- EXERCISE GOAL:
Please return the part of the records that opens with the line containing "segment man reaching for ball, each instance" and runs through the end of the records, copying those lines with no changes.
-- Begin EXCERPTED RECORDS --
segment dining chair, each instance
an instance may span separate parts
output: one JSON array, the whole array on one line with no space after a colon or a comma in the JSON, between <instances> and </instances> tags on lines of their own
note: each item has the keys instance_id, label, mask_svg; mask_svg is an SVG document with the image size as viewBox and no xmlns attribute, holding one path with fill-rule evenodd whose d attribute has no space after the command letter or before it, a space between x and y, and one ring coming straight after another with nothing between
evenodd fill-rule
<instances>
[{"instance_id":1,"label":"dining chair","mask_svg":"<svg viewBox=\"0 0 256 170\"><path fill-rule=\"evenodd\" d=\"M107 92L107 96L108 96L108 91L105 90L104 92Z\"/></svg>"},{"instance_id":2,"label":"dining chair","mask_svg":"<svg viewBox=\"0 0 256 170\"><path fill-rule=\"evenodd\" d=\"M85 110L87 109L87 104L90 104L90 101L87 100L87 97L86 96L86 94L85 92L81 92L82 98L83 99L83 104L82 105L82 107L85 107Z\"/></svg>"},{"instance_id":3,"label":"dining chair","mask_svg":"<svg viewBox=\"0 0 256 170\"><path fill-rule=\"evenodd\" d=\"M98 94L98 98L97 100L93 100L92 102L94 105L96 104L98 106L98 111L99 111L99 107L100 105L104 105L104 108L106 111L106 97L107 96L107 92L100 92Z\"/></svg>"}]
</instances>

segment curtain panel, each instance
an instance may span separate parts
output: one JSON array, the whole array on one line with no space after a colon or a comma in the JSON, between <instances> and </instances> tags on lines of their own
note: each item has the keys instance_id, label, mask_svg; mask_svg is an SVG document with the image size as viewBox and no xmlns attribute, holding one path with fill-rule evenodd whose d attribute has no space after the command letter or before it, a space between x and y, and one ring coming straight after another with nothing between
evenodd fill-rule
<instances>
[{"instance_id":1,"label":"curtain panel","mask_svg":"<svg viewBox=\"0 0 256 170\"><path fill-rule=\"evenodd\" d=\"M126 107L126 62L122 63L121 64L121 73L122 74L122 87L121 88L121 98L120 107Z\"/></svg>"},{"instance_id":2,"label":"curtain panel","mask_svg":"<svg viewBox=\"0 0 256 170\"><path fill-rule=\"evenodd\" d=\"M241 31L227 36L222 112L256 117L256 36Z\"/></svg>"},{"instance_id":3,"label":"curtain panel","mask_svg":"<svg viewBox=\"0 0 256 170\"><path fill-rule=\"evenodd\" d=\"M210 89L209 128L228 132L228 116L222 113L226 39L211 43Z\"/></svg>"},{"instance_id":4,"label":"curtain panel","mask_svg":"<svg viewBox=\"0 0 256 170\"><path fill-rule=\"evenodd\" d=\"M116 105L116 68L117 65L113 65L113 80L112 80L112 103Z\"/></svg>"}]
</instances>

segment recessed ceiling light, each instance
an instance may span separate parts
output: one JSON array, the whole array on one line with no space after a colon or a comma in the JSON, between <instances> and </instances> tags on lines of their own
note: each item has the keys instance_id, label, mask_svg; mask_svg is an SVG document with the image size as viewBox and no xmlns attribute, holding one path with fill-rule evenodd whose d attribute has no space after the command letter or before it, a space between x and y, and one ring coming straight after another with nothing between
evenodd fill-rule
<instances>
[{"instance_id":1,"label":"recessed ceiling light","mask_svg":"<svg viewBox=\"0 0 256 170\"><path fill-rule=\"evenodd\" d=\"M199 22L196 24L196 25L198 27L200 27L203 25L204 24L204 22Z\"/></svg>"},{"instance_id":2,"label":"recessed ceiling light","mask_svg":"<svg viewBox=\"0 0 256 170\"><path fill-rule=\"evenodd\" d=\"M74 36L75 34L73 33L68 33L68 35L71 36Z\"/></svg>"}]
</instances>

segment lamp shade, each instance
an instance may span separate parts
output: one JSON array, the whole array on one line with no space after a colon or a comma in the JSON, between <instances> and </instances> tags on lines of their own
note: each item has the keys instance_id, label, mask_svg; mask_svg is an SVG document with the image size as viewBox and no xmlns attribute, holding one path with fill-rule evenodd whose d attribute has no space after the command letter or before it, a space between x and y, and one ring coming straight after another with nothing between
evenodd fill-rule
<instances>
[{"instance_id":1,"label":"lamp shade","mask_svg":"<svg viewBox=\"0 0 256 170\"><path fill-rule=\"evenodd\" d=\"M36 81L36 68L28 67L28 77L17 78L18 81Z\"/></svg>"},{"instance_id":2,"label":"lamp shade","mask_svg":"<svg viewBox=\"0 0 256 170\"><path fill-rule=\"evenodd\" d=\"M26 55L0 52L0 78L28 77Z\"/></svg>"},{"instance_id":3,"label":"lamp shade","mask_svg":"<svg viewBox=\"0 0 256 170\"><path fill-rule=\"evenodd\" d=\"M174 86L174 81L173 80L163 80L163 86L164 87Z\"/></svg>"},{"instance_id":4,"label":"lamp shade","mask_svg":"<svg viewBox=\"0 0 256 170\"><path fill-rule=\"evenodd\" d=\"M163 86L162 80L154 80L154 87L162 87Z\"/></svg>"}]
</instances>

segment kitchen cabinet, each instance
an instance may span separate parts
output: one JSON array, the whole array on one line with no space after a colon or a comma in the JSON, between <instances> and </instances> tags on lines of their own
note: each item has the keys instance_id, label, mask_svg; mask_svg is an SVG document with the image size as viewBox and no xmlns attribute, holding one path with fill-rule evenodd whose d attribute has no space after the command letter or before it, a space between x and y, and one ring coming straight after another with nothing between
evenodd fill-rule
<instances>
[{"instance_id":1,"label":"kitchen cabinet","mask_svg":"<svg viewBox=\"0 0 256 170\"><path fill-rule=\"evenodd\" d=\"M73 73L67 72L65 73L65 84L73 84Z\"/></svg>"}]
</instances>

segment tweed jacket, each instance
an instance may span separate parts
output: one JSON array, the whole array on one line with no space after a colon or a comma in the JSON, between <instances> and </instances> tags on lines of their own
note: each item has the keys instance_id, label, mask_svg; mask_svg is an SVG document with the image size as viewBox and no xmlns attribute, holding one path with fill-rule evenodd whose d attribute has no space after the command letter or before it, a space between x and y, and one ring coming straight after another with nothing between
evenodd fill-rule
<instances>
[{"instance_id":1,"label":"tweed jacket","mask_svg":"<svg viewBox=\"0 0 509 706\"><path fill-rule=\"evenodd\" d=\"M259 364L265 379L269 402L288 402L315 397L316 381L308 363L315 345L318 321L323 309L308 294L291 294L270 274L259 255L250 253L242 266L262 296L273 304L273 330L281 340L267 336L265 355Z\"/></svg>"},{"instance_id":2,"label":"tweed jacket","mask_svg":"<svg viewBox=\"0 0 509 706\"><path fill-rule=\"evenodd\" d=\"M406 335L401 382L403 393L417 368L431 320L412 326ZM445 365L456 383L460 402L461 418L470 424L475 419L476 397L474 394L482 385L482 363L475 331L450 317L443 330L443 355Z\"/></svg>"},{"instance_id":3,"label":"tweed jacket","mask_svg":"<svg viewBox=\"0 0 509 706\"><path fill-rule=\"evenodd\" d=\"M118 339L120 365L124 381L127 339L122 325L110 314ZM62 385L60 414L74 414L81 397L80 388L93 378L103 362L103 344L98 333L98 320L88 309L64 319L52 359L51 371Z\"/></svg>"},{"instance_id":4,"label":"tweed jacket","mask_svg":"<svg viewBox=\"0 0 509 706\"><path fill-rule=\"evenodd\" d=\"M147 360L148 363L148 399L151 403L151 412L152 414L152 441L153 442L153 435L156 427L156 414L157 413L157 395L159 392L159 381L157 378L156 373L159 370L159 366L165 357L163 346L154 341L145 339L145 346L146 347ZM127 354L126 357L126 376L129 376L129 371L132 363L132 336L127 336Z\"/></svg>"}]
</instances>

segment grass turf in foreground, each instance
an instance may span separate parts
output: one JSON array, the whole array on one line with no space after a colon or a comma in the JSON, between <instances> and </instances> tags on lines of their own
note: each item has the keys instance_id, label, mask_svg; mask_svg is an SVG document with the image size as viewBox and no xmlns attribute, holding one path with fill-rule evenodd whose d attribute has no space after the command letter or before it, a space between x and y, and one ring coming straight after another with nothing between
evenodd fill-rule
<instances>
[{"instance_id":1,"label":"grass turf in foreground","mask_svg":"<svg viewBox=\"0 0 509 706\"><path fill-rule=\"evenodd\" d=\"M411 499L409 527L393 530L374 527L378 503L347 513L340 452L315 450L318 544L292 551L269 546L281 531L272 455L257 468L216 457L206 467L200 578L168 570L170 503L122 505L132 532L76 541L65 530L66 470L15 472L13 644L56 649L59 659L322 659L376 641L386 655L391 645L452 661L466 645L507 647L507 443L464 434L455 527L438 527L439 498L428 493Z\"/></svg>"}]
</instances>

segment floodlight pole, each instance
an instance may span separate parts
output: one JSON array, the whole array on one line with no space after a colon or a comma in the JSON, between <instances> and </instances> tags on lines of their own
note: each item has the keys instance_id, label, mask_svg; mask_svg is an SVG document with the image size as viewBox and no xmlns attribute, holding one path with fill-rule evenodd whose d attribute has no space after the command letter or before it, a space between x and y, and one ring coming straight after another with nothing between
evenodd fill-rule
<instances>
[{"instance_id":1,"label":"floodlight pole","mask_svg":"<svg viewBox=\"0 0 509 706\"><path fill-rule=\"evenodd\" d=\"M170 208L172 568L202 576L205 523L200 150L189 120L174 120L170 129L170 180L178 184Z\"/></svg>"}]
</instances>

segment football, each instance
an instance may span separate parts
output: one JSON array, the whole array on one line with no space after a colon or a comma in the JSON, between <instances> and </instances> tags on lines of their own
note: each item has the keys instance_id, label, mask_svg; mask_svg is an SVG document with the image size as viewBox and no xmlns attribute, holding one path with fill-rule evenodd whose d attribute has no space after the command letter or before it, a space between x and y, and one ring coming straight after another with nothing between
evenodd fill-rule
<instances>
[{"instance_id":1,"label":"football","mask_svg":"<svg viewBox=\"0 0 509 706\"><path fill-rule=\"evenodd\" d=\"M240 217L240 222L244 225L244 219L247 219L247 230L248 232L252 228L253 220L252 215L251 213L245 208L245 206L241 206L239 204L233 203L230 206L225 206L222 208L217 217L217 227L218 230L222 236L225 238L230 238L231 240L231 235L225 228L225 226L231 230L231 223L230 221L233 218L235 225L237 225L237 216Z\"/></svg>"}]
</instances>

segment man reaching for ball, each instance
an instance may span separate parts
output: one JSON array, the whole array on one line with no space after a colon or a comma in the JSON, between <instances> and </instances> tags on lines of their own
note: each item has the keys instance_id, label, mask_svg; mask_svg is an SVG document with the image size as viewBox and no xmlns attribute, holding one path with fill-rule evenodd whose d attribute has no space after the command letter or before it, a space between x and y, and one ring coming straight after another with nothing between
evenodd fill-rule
-- End EXCERPTED RECORDS --
- CORRECT ANSWER:
segment man reaching for ball, each instance
an instance may span separate parts
output: one JSON array, the whole array on one line with no space after a colon or a comma in the JSON, between <instances> and </instances> tags on lines of their own
note: each item has the keys instance_id, label, mask_svg; mask_svg is an SVG document with the image size as viewBox and no xmlns attribute, holding one path with fill-rule evenodd whose d attribute has no space after the command letter or before it, a space between x and y, and one ring coming straight after another with nothing between
evenodd fill-rule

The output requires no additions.